Material supplied START

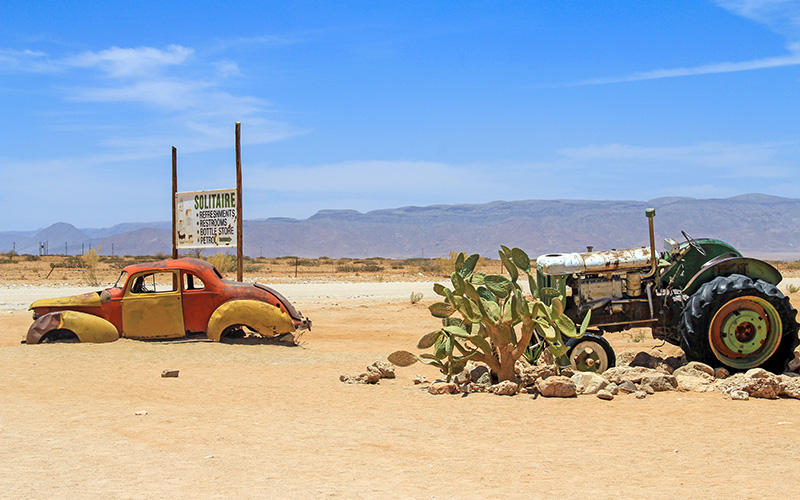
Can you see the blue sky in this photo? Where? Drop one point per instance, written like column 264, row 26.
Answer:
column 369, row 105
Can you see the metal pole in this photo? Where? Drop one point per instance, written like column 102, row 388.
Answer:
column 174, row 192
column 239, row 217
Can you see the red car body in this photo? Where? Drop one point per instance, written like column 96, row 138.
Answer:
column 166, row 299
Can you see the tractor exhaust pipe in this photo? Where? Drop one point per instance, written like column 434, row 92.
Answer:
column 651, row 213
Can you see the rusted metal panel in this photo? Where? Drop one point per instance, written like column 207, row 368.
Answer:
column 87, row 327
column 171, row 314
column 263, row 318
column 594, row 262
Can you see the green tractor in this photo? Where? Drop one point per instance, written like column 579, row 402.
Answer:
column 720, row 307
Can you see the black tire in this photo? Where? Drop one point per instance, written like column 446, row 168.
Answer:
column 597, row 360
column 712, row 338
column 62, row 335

Material supplied END

Description of the task ▸
Print the records word for word and exclude any picture they hold.

Solution for this task ▸
Can you see the blue sky in this photo? Where? Drop one point per instance, written like column 264, row 26.
Answer:
column 369, row 105
Can you see the metal pole in this photo? Where? Drop one point per instance, written like column 102, row 388.
Answer:
column 174, row 192
column 239, row 217
Can you see the red car body in this photo? Where? Drop one point per instance, written like column 96, row 138.
Answer:
column 166, row 299
Can you see the tractor exhaust pipe in this photo? Where? Drop one point per instance, written like column 434, row 92.
Answer:
column 651, row 213
Can you see the rusted metal panel in this photo? Where? Drop one point per instance, written like column 207, row 368.
Answer:
column 87, row 327
column 171, row 314
column 263, row 318
column 594, row 262
Can you see the green tractor in this photo? Where? Drop one point per instance, written like column 579, row 402.
Answer:
column 720, row 307
Can you see the black tire in this photo? Where? Drop one point per instance, written like column 446, row 168.
Answer:
column 597, row 360
column 712, row 338
column 62, row 335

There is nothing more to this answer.